- Source passage -
+===+

Lockheed said, “This second successful test demonstrates ARRW’s ability to reach and withstand operational hypersonic speeds, collect crucial data for use in further flight tests, and validate safe separation from the aircraft.”

Hypersonic weapons go through the upper atmosphere at around 3,853 mph, or more than five times the speed of sound.

The successful tests signal advancement in several U.S. attempts to produce hypersonic weapons, which have occasionally been hampered by test failures, financial concerns, and rising worries that the country is losing ground in an arms race between superpowers.

A ground-launched device called Operational Fires is designed to “rapidly and precisely strike important, time-sensitive targets while breaching current adversary air defenses.”

+===+

- Listing -
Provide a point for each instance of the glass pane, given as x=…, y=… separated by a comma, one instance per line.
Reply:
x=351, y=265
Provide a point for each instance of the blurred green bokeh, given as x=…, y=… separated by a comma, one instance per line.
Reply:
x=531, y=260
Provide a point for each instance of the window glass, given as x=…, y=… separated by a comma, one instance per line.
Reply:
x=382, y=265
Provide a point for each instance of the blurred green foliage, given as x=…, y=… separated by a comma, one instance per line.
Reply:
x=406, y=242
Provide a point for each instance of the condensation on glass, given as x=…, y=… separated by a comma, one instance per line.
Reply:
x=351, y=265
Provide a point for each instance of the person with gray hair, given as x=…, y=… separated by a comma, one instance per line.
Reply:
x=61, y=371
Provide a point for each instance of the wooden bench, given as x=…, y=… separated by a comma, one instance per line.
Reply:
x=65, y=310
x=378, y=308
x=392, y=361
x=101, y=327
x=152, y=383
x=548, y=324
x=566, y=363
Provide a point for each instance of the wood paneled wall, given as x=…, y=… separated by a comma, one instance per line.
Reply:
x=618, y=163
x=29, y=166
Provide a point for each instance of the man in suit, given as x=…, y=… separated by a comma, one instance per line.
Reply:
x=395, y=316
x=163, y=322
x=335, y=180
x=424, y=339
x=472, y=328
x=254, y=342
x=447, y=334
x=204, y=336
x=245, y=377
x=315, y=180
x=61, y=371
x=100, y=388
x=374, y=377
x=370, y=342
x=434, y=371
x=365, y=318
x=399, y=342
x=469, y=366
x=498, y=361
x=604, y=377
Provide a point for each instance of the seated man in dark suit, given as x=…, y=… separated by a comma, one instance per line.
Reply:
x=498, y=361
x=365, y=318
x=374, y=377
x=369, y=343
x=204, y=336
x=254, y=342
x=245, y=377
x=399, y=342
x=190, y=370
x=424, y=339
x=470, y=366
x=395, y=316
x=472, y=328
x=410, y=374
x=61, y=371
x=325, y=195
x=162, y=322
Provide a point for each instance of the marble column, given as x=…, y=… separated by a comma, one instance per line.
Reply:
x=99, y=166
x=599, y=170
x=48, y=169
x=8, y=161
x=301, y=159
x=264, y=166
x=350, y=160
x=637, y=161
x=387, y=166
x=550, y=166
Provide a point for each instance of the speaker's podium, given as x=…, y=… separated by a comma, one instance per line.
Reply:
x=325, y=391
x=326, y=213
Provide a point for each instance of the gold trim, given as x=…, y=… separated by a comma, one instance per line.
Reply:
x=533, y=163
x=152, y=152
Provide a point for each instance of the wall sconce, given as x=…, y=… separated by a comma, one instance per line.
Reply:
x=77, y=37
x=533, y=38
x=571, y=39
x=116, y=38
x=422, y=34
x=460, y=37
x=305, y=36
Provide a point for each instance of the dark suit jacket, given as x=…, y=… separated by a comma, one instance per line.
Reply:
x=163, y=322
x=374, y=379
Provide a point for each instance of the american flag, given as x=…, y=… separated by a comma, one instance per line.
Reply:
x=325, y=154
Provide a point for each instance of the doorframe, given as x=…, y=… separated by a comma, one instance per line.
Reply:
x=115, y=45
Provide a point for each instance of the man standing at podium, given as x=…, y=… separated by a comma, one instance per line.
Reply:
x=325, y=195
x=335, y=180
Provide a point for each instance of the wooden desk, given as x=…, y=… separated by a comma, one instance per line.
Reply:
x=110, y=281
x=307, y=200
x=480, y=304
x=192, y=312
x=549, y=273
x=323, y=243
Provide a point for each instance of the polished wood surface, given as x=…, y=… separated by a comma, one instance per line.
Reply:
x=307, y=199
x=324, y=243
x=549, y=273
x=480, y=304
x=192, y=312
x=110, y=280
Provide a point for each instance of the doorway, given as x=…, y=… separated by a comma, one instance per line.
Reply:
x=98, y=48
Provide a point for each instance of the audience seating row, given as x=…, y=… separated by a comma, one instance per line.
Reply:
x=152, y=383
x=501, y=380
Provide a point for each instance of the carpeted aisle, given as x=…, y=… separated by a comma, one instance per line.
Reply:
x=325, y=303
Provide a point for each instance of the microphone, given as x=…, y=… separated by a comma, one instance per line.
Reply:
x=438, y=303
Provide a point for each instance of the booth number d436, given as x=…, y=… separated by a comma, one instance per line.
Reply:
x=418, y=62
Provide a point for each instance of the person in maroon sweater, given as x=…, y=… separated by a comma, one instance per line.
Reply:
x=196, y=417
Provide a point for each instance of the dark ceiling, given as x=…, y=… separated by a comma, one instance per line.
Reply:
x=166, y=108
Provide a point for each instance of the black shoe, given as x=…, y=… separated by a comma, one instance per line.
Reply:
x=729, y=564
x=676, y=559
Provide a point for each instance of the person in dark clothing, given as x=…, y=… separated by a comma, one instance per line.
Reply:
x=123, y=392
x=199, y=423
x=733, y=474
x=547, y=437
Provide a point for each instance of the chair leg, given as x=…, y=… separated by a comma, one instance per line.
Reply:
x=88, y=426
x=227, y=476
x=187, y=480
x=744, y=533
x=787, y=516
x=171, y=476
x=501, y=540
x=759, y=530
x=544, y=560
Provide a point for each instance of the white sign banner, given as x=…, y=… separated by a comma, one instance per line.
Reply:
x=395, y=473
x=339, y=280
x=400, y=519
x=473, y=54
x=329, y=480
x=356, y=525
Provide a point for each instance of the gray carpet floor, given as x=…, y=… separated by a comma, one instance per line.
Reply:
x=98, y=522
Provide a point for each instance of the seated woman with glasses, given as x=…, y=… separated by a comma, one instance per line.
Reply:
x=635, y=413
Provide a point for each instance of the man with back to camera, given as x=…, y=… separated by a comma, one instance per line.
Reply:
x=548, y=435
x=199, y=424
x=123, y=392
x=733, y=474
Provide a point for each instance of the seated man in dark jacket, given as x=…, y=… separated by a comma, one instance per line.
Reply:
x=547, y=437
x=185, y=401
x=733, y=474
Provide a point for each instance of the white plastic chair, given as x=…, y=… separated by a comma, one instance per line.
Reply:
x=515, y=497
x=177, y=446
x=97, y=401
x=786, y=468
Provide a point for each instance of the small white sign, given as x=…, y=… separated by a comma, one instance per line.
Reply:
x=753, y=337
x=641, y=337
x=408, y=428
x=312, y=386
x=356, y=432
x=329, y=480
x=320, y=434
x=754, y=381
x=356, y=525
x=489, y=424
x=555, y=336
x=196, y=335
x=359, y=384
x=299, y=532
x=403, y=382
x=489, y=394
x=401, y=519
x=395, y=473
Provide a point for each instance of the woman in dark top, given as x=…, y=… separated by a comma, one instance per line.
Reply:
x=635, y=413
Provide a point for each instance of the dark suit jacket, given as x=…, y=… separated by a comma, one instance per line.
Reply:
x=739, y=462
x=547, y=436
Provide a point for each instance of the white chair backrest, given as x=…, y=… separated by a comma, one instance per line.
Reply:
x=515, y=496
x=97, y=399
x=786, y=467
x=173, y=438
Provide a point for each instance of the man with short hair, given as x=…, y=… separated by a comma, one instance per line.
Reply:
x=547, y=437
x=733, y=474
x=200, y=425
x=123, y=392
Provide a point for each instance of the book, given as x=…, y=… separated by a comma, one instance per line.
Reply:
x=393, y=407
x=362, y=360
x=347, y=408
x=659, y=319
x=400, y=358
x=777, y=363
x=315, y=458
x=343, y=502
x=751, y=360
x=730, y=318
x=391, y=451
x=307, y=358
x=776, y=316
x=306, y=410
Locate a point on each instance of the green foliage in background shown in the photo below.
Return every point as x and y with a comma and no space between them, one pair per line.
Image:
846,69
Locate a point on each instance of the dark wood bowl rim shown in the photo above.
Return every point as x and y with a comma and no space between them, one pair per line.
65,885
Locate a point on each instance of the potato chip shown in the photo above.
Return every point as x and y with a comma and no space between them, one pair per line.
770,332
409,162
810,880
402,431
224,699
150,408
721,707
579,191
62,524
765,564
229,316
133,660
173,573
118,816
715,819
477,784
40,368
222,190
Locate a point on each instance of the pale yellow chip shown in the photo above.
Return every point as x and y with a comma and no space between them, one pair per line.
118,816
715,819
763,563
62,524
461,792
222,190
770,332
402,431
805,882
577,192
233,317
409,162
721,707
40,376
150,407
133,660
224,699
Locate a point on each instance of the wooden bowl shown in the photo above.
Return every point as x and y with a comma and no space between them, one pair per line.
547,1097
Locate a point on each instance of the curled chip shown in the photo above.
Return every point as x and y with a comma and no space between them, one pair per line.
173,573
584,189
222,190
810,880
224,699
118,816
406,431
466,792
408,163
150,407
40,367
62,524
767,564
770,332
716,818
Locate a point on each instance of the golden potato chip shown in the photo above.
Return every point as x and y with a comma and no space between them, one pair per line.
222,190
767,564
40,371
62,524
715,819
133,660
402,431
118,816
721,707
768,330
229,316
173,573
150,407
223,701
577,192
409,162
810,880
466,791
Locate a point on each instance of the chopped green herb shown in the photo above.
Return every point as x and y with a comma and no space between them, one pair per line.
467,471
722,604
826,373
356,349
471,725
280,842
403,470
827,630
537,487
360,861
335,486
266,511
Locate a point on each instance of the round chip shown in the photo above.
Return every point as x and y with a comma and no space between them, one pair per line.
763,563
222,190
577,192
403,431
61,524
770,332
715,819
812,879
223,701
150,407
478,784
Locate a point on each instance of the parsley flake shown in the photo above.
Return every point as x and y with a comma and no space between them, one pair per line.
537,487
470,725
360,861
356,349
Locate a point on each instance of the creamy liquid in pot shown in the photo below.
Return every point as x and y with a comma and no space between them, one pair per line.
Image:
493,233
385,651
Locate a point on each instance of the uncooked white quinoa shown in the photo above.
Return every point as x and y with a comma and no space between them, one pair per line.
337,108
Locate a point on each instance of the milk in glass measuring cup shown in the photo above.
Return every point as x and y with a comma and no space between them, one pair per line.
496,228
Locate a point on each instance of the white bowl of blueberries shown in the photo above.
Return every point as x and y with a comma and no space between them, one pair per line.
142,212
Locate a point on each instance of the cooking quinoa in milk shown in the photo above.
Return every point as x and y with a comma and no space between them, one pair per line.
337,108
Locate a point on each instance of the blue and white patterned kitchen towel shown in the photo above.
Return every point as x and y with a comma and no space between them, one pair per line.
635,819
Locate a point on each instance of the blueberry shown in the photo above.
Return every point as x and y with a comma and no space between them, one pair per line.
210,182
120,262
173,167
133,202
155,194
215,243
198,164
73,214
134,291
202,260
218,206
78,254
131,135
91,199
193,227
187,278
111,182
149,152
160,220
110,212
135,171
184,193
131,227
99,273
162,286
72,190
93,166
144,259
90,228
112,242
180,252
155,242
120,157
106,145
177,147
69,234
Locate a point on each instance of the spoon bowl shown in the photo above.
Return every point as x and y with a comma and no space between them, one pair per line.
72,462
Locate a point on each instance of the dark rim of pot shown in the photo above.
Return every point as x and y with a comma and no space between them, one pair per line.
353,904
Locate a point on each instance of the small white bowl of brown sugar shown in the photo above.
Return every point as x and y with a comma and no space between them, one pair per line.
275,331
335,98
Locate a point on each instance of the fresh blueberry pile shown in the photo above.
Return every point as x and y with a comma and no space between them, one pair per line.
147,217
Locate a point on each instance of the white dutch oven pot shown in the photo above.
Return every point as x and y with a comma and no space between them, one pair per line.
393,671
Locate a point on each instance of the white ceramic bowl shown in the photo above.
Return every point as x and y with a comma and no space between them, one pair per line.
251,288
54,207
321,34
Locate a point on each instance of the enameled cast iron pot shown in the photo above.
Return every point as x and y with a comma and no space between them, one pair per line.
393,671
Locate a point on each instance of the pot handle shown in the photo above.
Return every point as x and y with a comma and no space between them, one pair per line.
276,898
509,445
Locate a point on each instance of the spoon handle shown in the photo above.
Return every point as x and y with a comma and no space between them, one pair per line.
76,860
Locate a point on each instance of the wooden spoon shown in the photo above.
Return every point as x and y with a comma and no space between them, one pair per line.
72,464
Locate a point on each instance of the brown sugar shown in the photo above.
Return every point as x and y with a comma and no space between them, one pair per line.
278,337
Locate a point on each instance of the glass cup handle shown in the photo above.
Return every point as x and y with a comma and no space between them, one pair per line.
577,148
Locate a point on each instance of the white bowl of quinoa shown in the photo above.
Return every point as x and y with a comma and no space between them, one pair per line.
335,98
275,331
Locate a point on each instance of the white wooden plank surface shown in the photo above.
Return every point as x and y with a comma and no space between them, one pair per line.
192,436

+===+

- Parts of the exercise -
A) Answer these questions using the hypersonic weapons passage:
(i) Which company is quoted about the second successful test?
(ii) At roughly what speed in miles per hour do hypersonic weapons travel through the upper atmosphere?
(iii) How is the device called Operational Fires launched?
B) Write a continuation of the hypersonic weapons passage, picking up after its final sentence.
The listing comes from a different source than the passage on hypersonic weapons.

- Outputs in order -
A)
(i) Lockheed
(ii) Around 3,853 mph
(iii) It is ground-launched.

B)
The use of an existing High Mobility Artillery Rocket System (HIMARS) launcher, similar to those used in Ukraine, is one of Lockheed Martin’s proposals for the DARPA weapon.

The Common Hypersonic Glide Body, a novel kind of hypersonic missile, was tested unsuccessfully on June 29 at the Pacific Missile Range Facility in Hawaii.

As the world’s attention switched to the new arms race for an emerging type of weapon, arms producers such as Lockheed Martin, Northrop Grumman Corporation, and Raytheon Technologies Corporation all pushed their hypersonic weapons programs to investors.